• **What you have to do**
Rewrite the part of the listing that opens with the line containing "# test: point on every instance of the house" and closes with the line containing "(1137, 225)" as a JSON list of strings, one string per line, leaving out any blank lines. Include both end lines.

------ Data excerpts

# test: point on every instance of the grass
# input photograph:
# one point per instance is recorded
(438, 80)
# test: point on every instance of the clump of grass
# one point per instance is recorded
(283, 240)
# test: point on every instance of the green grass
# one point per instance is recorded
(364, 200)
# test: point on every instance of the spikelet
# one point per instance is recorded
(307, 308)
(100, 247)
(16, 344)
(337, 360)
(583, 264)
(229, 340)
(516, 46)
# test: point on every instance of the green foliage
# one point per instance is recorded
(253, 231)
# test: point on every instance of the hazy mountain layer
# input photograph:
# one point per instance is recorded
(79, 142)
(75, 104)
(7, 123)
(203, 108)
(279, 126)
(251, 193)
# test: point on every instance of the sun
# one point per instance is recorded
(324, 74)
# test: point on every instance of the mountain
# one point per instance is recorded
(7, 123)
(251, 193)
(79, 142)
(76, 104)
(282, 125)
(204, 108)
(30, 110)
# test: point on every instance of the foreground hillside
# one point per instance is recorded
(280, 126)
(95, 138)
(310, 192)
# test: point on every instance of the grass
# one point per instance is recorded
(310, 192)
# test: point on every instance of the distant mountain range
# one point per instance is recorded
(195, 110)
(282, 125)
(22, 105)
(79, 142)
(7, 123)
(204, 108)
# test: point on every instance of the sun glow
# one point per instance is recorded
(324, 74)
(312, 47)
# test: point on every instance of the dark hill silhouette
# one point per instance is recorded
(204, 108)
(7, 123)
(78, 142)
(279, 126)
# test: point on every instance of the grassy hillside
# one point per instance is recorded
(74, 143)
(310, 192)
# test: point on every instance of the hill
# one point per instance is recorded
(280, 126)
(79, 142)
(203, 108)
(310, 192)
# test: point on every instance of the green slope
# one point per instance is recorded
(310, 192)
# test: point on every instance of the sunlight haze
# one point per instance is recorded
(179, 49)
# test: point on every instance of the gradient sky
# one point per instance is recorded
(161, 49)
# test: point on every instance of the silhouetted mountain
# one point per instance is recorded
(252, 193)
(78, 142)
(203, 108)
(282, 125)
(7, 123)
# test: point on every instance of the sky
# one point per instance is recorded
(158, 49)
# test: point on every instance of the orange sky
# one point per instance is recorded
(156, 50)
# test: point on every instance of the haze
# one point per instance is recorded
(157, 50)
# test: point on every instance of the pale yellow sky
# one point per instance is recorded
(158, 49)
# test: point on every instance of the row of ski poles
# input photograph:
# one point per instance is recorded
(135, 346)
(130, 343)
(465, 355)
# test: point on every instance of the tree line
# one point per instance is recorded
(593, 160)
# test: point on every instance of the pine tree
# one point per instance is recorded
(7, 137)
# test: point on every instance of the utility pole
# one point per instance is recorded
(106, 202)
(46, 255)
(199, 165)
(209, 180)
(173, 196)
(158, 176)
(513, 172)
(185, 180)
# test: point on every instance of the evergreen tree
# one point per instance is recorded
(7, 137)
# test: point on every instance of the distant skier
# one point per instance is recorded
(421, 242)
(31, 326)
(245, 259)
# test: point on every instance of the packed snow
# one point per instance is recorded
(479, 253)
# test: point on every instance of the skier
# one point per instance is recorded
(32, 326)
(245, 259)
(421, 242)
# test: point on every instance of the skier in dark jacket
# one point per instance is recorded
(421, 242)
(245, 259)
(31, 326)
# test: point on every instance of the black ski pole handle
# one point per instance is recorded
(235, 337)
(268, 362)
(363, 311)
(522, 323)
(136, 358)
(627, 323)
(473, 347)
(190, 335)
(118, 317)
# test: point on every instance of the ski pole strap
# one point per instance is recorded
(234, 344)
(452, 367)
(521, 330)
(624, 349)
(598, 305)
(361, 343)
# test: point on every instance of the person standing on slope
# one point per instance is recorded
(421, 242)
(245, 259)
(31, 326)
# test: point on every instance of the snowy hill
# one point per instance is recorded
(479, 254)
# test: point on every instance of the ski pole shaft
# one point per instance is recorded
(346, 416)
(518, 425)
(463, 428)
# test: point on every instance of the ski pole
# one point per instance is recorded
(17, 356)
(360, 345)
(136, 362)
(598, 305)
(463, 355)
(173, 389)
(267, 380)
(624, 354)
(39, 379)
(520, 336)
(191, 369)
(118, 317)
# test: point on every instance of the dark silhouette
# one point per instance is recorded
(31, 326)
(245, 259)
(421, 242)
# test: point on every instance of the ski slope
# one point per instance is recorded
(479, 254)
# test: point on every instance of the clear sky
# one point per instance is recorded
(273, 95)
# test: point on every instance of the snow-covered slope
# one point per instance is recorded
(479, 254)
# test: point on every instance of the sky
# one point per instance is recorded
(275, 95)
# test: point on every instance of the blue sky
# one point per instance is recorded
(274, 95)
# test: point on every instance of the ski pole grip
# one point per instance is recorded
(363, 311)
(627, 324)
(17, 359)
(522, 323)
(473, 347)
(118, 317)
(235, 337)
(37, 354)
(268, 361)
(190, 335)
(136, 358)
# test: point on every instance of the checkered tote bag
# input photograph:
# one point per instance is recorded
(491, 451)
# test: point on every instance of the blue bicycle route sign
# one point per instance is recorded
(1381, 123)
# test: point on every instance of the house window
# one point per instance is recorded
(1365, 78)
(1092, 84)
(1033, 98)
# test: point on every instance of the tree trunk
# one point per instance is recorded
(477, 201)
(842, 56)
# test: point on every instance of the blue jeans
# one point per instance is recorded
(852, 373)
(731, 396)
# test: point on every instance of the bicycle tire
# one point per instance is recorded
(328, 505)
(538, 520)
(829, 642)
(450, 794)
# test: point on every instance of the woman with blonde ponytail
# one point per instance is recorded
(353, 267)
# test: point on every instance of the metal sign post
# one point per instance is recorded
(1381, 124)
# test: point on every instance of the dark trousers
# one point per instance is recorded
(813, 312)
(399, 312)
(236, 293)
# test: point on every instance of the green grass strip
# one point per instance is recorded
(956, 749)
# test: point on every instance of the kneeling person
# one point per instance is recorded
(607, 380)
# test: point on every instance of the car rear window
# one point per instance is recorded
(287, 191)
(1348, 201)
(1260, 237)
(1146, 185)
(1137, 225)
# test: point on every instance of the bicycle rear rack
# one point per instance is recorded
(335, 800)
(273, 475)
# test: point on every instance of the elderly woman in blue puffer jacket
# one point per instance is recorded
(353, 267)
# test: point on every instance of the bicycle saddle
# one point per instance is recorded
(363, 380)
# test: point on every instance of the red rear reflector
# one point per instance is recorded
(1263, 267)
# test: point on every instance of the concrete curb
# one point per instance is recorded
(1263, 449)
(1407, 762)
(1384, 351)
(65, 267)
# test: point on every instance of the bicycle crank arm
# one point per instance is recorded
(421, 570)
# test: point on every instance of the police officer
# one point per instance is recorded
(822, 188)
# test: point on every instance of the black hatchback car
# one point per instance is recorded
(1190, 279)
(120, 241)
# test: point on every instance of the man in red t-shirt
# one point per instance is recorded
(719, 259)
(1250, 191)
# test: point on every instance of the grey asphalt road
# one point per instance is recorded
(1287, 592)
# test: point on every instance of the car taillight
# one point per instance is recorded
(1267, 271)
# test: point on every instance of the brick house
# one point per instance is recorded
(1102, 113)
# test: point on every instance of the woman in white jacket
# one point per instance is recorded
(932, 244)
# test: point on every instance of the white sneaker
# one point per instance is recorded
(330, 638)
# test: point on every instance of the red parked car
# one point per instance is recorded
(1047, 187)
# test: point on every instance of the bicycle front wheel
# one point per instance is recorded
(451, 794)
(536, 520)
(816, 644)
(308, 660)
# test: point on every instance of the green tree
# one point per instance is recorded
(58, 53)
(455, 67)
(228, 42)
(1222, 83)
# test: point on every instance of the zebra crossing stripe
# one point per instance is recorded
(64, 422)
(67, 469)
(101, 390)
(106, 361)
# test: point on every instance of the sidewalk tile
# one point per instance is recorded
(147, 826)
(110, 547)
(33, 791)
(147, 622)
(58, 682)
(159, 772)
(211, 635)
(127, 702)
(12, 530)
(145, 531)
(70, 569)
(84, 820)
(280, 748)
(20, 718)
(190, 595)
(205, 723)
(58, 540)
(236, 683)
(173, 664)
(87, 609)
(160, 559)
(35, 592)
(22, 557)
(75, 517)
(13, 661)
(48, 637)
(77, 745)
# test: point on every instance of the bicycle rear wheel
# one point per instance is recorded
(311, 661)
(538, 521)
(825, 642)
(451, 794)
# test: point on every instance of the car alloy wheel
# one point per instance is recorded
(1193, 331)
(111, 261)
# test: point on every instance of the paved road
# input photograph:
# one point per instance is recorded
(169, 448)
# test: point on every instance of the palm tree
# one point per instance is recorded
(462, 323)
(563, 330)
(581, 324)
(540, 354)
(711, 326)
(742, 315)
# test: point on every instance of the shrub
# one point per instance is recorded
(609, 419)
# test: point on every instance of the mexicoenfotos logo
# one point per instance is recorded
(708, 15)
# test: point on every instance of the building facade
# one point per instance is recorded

------------

• **Exercise result**
[
  "# test: point on every instance of the house window",
  "# one point per instance is recorded",
  "(1365, 78)",
  "(1092, 84)",
  "(1033, 98)",
  "# test: point on every instance of the tree trunk",
  "# one point per instance is recorded",
  "(477, 201)",
  "(842, 56)",
  "# test: point on every instance of the blue jeans",
  "# one point per instance is recorded",
  "(852, 373)",
  "(731, 396)",
  "# test: point on every instance of the bicycle tire",
  "# one point per instance is recorded",
  "(328, 505)",
  "(538, 520)",
  "(829, 642)",
  "(450, 794)",
  "# test: point on every instance of the woman with blonde ponytail",
  "# one point per instance is recorded",
  "(353, 267)",
  "# test: point on every instance of the metal sign post",
  "# one point per instance is recorded",
  "(1381, 124)",
  "# test: point on every instance of the dark trousers",
  "# one point per instance is recorded",
  "(813, 312)",
  "(399, 312)",
  "(236, 293)",
  "# test: point on every instance of the green grass strip",
  "# one point per instance is recorded",
  "(956, 749)",
  "# test: point on every instance of the kneeling person",
  "# one point per instance is recorded",
  "(607, 380)",
  "# test: point on every instance of the car rear window",
  "# one point per instance is recorded",
  "(287, 191)",
  "(1348, 201)",
  "(1260, 237)",
  "(1146, 185)",
  "(1137, 225)"
]